## To be done
Sum up the passage about the VW's range meter in two sentences.

## Given passage
_ _ _ _ _ _ _
Now, even if it was true that I was going to run short, I wouldn't need an hour's charging, but only 10 minutes or so to give me a 20-mile cushion to get home.

Besides which, I knew perfectly well I'd need no extra cushion at all because for the whole remaining trip I'd either be in motorway roadworks with 50mph average speed cameras, or the A40 arterial into London, which has rigidly enforced 50mph and 40mph and 30mph limits.

So I ignored the rangeometer's pessimism, and ignored the satnav's injunction to charge. I drove home entirely relaxed. Got there with 8 per cent charge remaining, or 25 miles to spare. Equating to 255 miles range.

So then Mr VW, if your car is so clever, why can't its range-to-go meter take account of the upcoming speed limits of the roads, which the satnav does know about? And why does it base its timings on stopping for a full charge when, even if you do need a top-up, you'd need only what petrol racers would call a splash'n'dash?
_ _ _ _ _ _ _
## Source data
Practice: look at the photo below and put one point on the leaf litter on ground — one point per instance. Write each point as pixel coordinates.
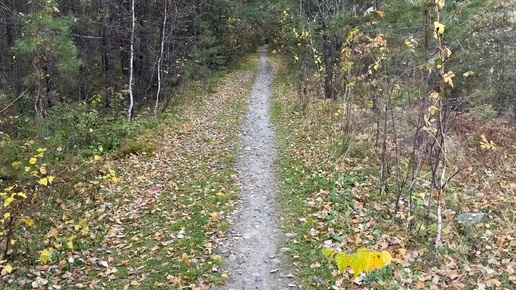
_ _ _ _ _ _ _
## In response
Ignoring the gloomy range estimate and the satnav's instruction to charge, the writer drove home relaxed, knowing the rest of the route was limited to 50mph or lower, and arrived with 8 percent charge, or 25 miles, to spare. The writer then asks why the VW's range meter doesn't account for upcoming speed limits that the satnav already knows about, and why its timings assume a full charge when a brief top-up would do.